* _Task requirements_
• A. According to the article about the Supreme Court Medicare case, who went before the court last June 8?
• B. Continue the article about the Supreme Court Medicare case from the point where it stops.

* _Given text_
Canada’s Supreme Court hears case aimed at overturning public health care system

By François Legros
16 September 2004

Canada’s Supreme Court will soon render judgment on a case that targets the country’s public health insurance system, Medicare. Last June 8, a Quebec-based physician, Dr. Jacques Chaoulli, and his patient, Georges Zeliotis, went before the court to demand that it strike down two provincial laws that bar Quebecers from purchasing private health insurance to cover the cost of medically necessary treatments that are available through the public system and from paying for medical services at a public hospital. Should the court rule in favor of the plaintiffs and find the laws unconstitutional, the door will be open in Quebec, and by legal extrapolation across Canada, for the development of a multi-tier health care system in which the well-to-do have access to the best health care that money can buy, while the majority of the population are forced to rely on a shrunken, cash-starved public system.

Previously, the court had refused to hear like cases, accepting without comment lower-court rulings upholding the constitutionality of Medicare. That Canada’s highest court has seen fit to hear the Chaoulli case is bound up with the intense ruling class debate over the future of Medicare, a national public health insurance system, which is funded by both the federal and provincial governments but administered by the provinces.

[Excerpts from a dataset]
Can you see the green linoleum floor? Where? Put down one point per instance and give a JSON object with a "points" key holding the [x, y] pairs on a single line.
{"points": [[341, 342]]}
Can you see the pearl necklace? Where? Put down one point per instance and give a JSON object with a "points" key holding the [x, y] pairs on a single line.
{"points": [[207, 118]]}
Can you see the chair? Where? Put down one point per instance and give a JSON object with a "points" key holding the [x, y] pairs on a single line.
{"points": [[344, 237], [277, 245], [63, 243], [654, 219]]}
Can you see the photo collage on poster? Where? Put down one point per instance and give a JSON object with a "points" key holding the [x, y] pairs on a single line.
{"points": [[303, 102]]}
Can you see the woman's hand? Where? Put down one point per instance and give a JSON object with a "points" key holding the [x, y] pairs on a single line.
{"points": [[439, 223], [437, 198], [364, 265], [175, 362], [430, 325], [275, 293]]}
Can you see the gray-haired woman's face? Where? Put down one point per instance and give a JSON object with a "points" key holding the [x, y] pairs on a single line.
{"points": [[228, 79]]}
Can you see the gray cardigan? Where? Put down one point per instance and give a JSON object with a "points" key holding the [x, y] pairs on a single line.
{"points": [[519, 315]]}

--

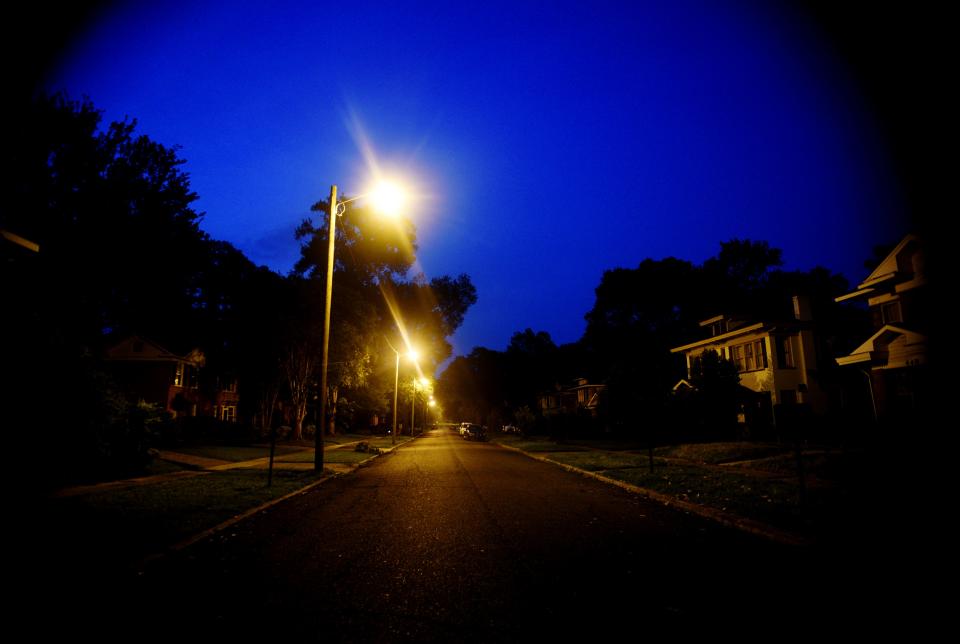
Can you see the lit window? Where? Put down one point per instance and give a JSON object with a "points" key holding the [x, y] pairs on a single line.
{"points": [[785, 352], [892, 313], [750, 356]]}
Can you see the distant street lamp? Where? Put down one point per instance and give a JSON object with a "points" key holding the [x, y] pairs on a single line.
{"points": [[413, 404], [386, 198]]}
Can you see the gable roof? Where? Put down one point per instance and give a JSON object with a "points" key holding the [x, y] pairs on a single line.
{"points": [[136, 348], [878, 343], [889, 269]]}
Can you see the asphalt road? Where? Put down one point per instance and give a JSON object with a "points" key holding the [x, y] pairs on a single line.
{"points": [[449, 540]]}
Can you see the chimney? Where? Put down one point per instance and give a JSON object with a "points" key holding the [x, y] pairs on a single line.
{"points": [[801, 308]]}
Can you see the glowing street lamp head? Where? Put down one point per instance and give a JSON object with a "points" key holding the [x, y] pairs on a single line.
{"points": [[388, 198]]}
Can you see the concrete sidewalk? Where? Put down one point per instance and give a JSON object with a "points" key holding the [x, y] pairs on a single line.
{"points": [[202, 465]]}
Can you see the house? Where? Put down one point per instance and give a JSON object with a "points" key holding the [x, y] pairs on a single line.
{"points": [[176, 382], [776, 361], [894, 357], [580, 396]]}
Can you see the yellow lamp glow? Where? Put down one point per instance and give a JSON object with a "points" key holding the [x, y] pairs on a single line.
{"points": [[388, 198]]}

* _Replies_
• A. Dr. Jacques Chaoulli, a Quebec-based physician, and his patient, Georges Zeliotis.

• B.
Since the beginning of the decade, Canada’s corporate and political elite have touted heath care “reform” as the number-one social policy issue facing the country. Corporate think tanks, newspaper editorialists and—increasingly—politicians have proclaimed the current Medicare system “unsustainable.”

Amongst the elite, a consensus has emerged that the current public health system must be fundamentally transformed by transferring a major and increasing share of health care costs from government budgets to individuals and their families. There are important differences, however, over what mechanisms or combination of mechanisms to employ—user fees, insurance premiums, government-sponsored individual health care accounts, the de-listing of services, or encouragement of the parallel private provision of some services and treatments—and just how far to go in the direction of a US-style “free market” in health care.

Private health care and insurance companies are eager to profit from the dismantling of the public health care system. The Canadian Manufacturers Association, meanwhile, favors a “cost-efficient” public insurance system, since the current state-funded plan gives Canadian-based manufactures a significant competitive cost advantage over their US rivals.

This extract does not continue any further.